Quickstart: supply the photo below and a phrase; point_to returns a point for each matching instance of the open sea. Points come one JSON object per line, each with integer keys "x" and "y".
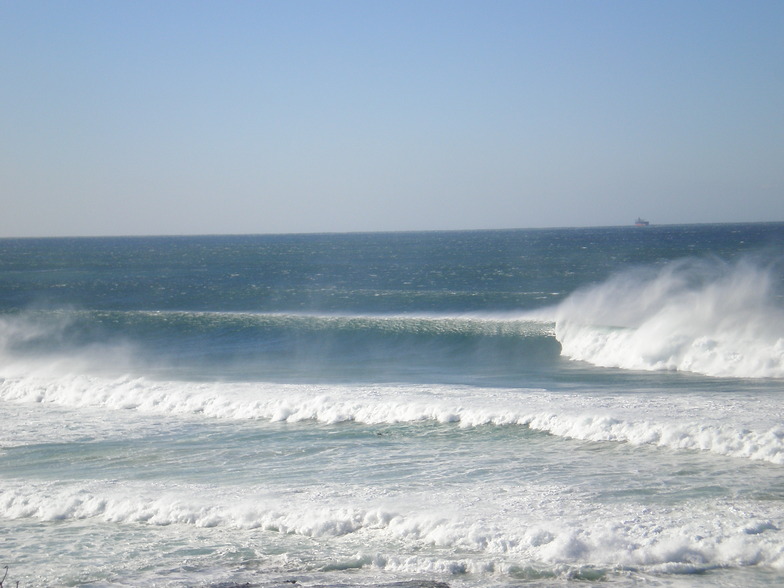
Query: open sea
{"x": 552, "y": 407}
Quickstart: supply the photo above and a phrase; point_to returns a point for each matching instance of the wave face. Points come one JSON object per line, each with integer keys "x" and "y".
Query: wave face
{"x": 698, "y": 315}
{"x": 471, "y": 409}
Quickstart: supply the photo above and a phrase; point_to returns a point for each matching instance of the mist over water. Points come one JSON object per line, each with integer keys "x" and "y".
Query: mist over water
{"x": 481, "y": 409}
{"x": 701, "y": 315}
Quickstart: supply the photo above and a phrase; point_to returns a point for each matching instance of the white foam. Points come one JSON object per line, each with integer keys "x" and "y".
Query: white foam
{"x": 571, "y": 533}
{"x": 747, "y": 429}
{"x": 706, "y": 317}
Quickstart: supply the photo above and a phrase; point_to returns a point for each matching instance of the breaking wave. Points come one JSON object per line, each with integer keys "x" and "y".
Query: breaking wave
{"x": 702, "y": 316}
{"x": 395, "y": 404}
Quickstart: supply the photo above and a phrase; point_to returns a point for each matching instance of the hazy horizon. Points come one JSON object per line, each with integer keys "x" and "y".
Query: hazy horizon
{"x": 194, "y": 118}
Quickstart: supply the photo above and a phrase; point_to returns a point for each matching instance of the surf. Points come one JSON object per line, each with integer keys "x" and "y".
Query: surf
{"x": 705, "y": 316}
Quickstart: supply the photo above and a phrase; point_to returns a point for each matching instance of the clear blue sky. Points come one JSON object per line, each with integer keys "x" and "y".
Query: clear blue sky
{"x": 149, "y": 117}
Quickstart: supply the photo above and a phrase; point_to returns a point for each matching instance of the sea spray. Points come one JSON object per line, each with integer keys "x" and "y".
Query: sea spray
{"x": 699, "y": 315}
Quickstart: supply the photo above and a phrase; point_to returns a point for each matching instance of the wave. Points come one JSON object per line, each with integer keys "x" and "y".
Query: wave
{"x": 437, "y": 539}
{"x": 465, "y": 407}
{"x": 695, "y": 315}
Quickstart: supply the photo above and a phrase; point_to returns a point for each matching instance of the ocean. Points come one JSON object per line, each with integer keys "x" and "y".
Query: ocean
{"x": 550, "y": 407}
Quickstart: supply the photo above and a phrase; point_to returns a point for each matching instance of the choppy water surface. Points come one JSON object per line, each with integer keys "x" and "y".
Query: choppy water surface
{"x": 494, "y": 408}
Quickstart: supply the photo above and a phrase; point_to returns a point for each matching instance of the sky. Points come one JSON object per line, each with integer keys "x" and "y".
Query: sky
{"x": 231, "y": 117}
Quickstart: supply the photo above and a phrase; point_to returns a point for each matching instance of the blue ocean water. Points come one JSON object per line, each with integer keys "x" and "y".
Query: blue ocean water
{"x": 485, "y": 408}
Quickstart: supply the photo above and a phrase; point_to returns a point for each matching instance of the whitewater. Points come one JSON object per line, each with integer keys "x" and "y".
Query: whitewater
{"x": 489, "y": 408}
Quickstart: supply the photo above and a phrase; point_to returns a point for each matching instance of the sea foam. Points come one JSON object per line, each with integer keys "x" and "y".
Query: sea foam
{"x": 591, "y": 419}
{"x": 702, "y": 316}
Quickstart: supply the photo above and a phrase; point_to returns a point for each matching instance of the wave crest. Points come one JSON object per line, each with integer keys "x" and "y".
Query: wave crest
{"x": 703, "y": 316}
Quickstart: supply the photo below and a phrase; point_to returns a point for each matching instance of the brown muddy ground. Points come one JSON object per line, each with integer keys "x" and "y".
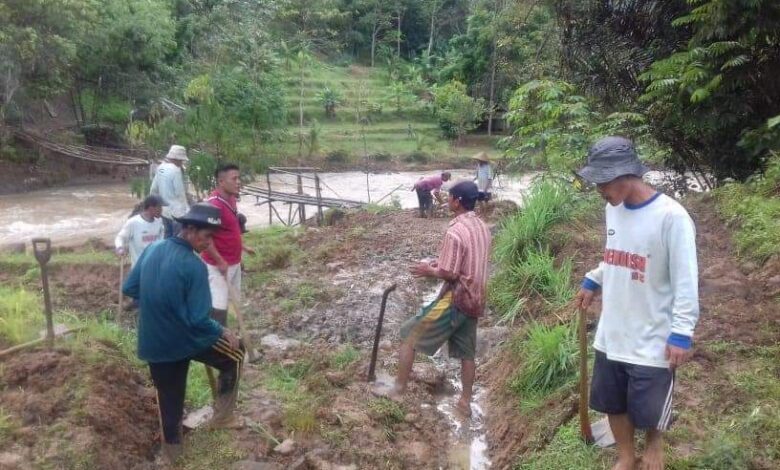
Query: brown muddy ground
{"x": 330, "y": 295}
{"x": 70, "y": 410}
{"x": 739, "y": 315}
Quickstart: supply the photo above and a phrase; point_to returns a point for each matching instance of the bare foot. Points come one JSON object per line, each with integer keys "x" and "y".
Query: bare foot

====================

Write the full listing out again with every line unchanged, but include no pictures.

## RESPONSE BELOW:
Quickstart: supply the photo below and a phrase; point_to returns a point for each matching instance of the open sea. Points come one JSON object per line, each with integer keys "x" and "y".
Query: open sea
{"x": 552, "y": 407}
Quickstart: supply the photo above and a phrase; point_to returns a point for each matching instance of the wave face. Points come one JSON object per line, each with integer keys "x" and "y".
Query: wave face
{"x": 698, "y": 315}
{"x": 471, "y": 409}
Quickstart: supply the photo above and a phrase; point_to returns a point for each matching instance of the mist over water. Points come one JSON object per line, each with integer keys "x" and "y".
Query: mist over water
{"x": 481, "y": 409}
{"x": 701, "y": 315}
Quickstart: supply the photo above and a phrase; point_to returns a point for each matching instance of the white foam. Points come one JSON object per line, each with integer keys "x" and "y".
Query: white foam
{"x": 571, "y": 533}
{"x": 747, "y": 429}
{"x": 706, "y": 317}
Quickstart: supply the photo above and a phrase; point_to returns a point for each matching instance of the breaking wave. Points come one JSON object per line, each with integer keys "x" and "y".
Query: breaking wave
{"x": 702, "y": 316}
{"x": 395, "y": 404}
Quickstart: supply the photo above and a phrase; point_to returns a point for each matching instance of the hazy horizon. Points come one JSON object per line, each with integer keys "x" and "y".
Query: hazy horizon
{"x": 194, "y": 118}
Quickstart: supply the photo above and a phrase; point_to returns a point for each matching instance of the surf. Points come one JSON object per line, each with integer keys "x" and "y".
Query: surf
{"x": 705, "y": 316}
Quickstart: supply the photo above and a phrase; point_to returns a point for each matching instance of the clear blue sky. Points come one JSON object per line, each with integer keys "x" and "y".
Query: clear blue sky
{"x": 149, "y": 117}
Quickstart: supply the photo above and a phrase; point_to returns a point for each matching instance of the sea spray. Points come one JSON object per line, each with integer keys "x" and "y".
Query: sea spray
{"x": 699, "y": 315}
Quickstart: supply the photo above and a phrase; point_to returns a point for each matching instance of the wave. Points come one JSON object per line, each with integer keys "x" and "y".
Query: wave
{"x": 437, "y": 539}
{"x": 465, "y": 407}
{"x": 695, "y": 315}
Quickstart: supply the photo above and a phrase; point_to returns a point for each matching instance of the ocean. Points come one JSON object per line, each with integer keys "x" and "y".
Query: ocean
{"x": 550, "y": 407}
Quickstart: supply the photo above and a phrase; point_to returns a point for each matching instance of the choppy water surface. Points come one JSON object per line, each with integer keys "x" and "y".
Query: choppy water surface
{"x": 494, "y": 408}
Quickstart: supply the photo above and a phrase; point_to returns a point for each matching instance of the sky. Points come one JSON object per line, each with integer keys "x" and "y".
Query: sky
{"x": 231, "y": 117}
Quickstart: supply the photo above and a phrase; point_to returns a point for each matching instance of the blue ocean water. Points come one JSON object per line, each with integer keys "x" and "y".
Query: blue ocean water
{"x": 485, "y": 408}
Quickstart: supply the photo above and a phrase; point_to returns a point for each matching instance of the whitewater. Points come one JSON object per line, each with integer keys "x" and "y".
Query: whitewater
{"x": 489, "y": 408}
Quickstart: supply the photo above and a phrase; point_to returns a point for each matching instance of the sea foam. Points come one JSON object per line, each with integer keys "x" and "y".
Query: sea foam
{"x": 591, "y": 419}
{"x": 702, "y": 316}
Quickstart: supply the photo above and a phrase; point_to returns a point for each matching instance of the wave crest. Points come one JSON object per line, each with integer keys "x" and "y".
Query: wave crest
{"x": 703, "y": 316}
Quickstart: supply the photo below and a phrase; point_to returns a point for each matching instance of the brown muddy ground. Points come one JSON object per line, each with integer keys "x" and "y".
Query: brown muddy ground
{"x": 330, "y": 295}
{"x": 70, "y": 410}
{"x": 739, "y": 315}
Quickstart: supply the photo above and a phrase; point_to returns a point for each matching instance of the bare foot. Points come one JSON object per line, each with integer keys "x" and "y".
Query: bare foot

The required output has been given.